TEXT SECTION:
------------------------

Federal Circuit Throws out $1.67 Billion Jury Verdict for Lack of Written Description
Centocor Ortho Biotech, Inc. v. Abbott Lab., No. 2010-1144 (Fed. Cir. Feb. 23, 2011)
By Katie Booth – Edited by Chinh Vo
The Federal Circuit recently ruled that a district court erred when it declined to grant the motion of defendant Abbott Laboratories (“Abbott”) for JMOL that the plaintiff’s asserted patent claims were invalid. In so holding, the court set aside a jury verdict of $1.67 billion in damages to plaintiff Centocor Ortho Biotech (“Centocor”) in the infringement suit concerning antibodies used to treat arthritis.
The Federal Circuit found that Centocor’s written description in its patent application was not adequate and conveyed merely a wish or plan to invent an antibody rather than constructive possession of that antibody. The court also held that Centocor’s disclosure of the TNF-α protein did not provide an adequate written description for all binding antibodies, since the protein was already known and the antibody claimed could not be routinely produced at the time of filing.
Centocor and Abbott followed different paths to create a similar antibody to treat arthritis. Where Centocor started with a mouse antibody of the protein TNF-α and modified the constant regions of the antibody to decrease its immunogenic properties and to make it look more human, Abbott started from scratch to create an antibody with fully-human constant and variable regions. Centocor filed a continuation in part (“CIP”) application for its antibody in 1994, and Abbott filed a patent application for its antibody Humira(R) in 1996. After Abbott was granted regulatory approval to market Humira(R) in 2002, Centocor filed a patent application for fully-human antibodies to TNF-α, including a priority claim to its earlier CIP application. Centocor’s application issued as a ’775 patent in 2006. Centrocor filed suit against Abbott shortly thereafter, alleging Humira(R) infringed its ’775 patent.

------------------------

[Stored data]
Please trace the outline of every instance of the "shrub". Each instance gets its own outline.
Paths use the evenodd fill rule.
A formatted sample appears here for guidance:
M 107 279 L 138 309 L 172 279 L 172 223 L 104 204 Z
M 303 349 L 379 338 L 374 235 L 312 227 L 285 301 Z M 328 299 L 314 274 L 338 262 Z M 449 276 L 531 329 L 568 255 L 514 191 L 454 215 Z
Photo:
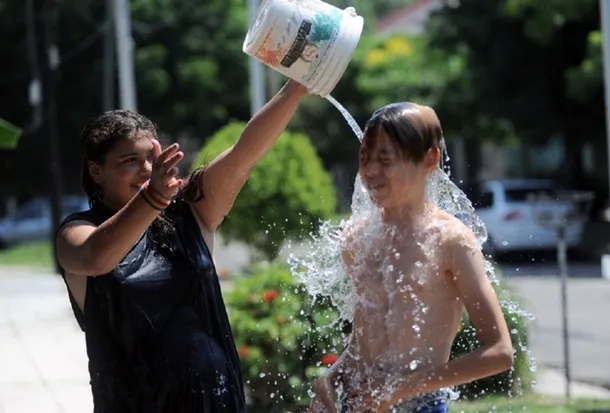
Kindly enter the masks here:
M 502 299 L 513 299 L 514 294 L 503 285 L 498 290 Z M 284 413 L 307 406 L 308 390 L 324 365 L 332 363 L 343 351 L 343 339 L 350 326 L 331 325 L 338 317 L 335 308 L 323 300 L 312 304 L 290 271 L 278 265 L 259 265 L 254 267 L 252 276 L 238 279 L 227 295 L 227 306 L 248 388 L 249 411 Z M 525 320 L 503 311 L 517 351 L 515 367 L 459 386 L 457 390 L 464 399 L 529 390 Z M 479 347 L 470 320 L 464 317 L 463 323 L 453 344 L 452 358 Z
M 309 405 L 308 390 L 341 353 L 337 313 L 312 301 L 283 266 L 259 265 L 238 279 L 227 306 L 251 412 L 289 412 Z
M 194 166 L 233 145 L 244 127 L 234 122 L 218 131 Z M 246 242 L 272 260 L 286 238 L 298 238 L 332 217 L 336 202 L 332 179 L 307 136 L 284 132 L 252 172 L 220 231 L 226 241 Z

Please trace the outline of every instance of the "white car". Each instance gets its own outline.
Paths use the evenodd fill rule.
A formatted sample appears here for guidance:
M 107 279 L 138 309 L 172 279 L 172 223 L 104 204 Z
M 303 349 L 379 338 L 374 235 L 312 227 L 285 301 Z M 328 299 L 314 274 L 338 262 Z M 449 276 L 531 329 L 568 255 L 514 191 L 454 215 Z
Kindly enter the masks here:
M 502 253 L 555 248 L 556 231 L 540 225 L 540 219 L 544 216 L 564 219 L 575 213 L 578 205 L 559 200 L 541 204 L 532 197 L 544 193 L 552 199 L 553 194 L 562 190 L 559 184 L 544 179 L 489 180 L 466 187 L 464 192 L 487 227 L 489 237 L 485 251 Z M 580 244 L 584 225 L 581 220 L 566 227 L 568 248 Z
M 62 199 L 62 219 L 74 212 L 89 209 L 84 196 L 67 195 Z M 39 197 L 17 208 L 15 214 L 0 219 L 0 248 L 32 241 L 46 241 L 51 237 L 51 204 Z

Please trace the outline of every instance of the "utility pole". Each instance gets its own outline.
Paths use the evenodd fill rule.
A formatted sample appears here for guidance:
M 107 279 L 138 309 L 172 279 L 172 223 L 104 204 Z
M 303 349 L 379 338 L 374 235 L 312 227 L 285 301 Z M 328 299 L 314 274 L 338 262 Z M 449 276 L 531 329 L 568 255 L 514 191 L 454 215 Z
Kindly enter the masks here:
M 30 40 L 30 59 L 32 64 L 31 90 L 38 88 L 30 95 L 34 104 L 34 113 L 40 116 L 40 122 L 33 130 L 42 142 L 48 144 L 49 153 L 49 200 L 51 201 L 51 242 L 55 245 L 55 232 L 61 221 L 61 161 L 57 118 L 55 107 L 56 69 L 59 66 L 59 53 L 54 43 L 55 33 L 54 0 L 28 0 L 28 39 Z M 36 118 L 35 118 L 36 119 Z M 36 122 L 36 120 L 35 120 Z M 57 261 L 55 269 L 59 272 Z
M 603 36 L 604 88 L 606 92 L 606 154 L 608 157 L 608 195 L 610 196 L 610 0 L 599 0 L 599 7 Z M 608 206 L 608 210 L 610 210 L 610 206 Z
M 256 20 L 256 12 L 258 11 L 260 0 L 247 1 L 248 22 L 250 27 L 252 27 Z M 253 57 L 248 58 L 250 59 L 250 114 L 254 115 L 267 101 L 265 93 L 265 68 L 261 62 Z
M 133 38 L 128 0 L 114 0 L 114 27 L 119 67 L 121 109 L 137 110 L 135 74 L 133 68 Z
M 106 0 L 106 23 L 104 24 L 104 80 L 102 82 L 102 107 L 104 111 L 115 107 L 115 47 L 114 47 L 114 0 Z

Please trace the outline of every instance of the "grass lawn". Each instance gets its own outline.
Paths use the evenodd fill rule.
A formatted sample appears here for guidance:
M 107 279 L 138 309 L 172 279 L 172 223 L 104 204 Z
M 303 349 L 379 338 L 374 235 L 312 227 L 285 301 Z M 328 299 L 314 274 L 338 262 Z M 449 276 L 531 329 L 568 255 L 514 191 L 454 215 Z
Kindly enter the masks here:
M 33 242 L 0 251 L 0 266 L 53 268 L 50 242 Z
M 477 401 L 455 402 L 450 412 L 528 412 L 528 413 L 608 413 L 610 400 L 574 399 L 566 404 L 563 399 L 529 395 L 526 397 L 487 397 Z

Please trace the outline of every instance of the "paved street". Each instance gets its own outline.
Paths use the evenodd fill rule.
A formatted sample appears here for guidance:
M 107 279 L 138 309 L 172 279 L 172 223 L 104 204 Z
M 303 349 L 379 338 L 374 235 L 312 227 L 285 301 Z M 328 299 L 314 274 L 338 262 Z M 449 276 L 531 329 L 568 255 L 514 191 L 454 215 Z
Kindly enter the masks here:
M 524 291 L 537 313 L 531 345 L 536 358 L 560 366 L 555 280 L 514 278 L 510 282 Z M 575 375 L 607 382 L 610 325 L 602 315 L 610 310 L 610 282 L 577 280 L 570 289 Z M 539 392 L 561 395 L 562 376 L 556 370 L 541 369 L 537 381 Z M 573 392 L 610 399 L 609 391 L 583 383 L 575 383 Z M 0 268 L 0 413 L 91 411 L 84 337 L 61 279 Z
M 530 349 L 539 363 L 563 367 L 558 278 L 509 277 L 536 320 Z M 568 311 L 572 375 L 610 387 L 610 280 L 570 279 Z

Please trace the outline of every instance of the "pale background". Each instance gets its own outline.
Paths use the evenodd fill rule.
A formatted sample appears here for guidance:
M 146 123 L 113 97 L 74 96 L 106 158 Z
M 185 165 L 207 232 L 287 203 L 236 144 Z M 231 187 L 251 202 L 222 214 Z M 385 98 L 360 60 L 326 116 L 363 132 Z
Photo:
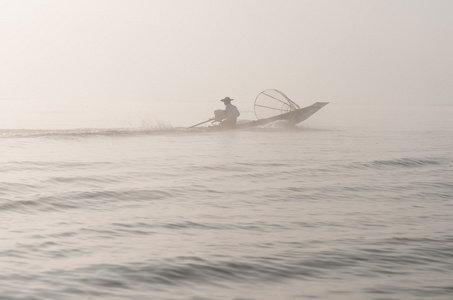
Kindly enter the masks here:
M 189 126 L 225 96 L 252 119 L 268 88 L 329 101 L 314 126 L 451 124 L 448 0 L 0 0 L 0 41 L 0 129 Z

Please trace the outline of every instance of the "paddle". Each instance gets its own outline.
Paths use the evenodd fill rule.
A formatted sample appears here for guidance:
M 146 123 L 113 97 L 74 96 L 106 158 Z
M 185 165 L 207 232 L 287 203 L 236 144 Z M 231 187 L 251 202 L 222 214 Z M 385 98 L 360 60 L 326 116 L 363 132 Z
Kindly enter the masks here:
M 187 127 L 186 129 L 194 128 L 195 126 L 198 126 L 198 125 L 201 125 L 201 124 L 204 124 L 204 123 L 208 123 L 209 121 L 212 121 L 212 120 L 214 120 L 214 119 L 215 119 L 215 118 L 210 118 L 210 119 L 207 120 L 207 121 L 204 121 L 204 122 L 201 122 L 201 123 L 192 125 L 192 126 L 190 126 L 190 127 Z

------------------------

ASSIGNMENT 1:
Decide whether each statement agrees with the case summary, answering yes or no and quoting the words of the summary that decide it: (a) Abbott began with a mouse antibody of the protein TNF-α; (b) the jury verdict that was set aside awarded $1.67 billion in damages; (c) Centocor's ’775 patent issued in 2006.
ASSIGNMENT 2:
According to the case summary, in what year did Abbott file a patent application for Humira(R)?

EXERCISE ANSWER 1:
(a) No: "Abbott started from scratch to create an antibody with fully-human constant and variable regions."
(b) Yes: "set aside a jury verdict of $1.67 billion in damages to plaintiff Centocor Ortho Biotech"
(c) Yes: "Centocor’s application issued as a ’775 patent in 2006."

EXERCISE ANSWER 2:
1996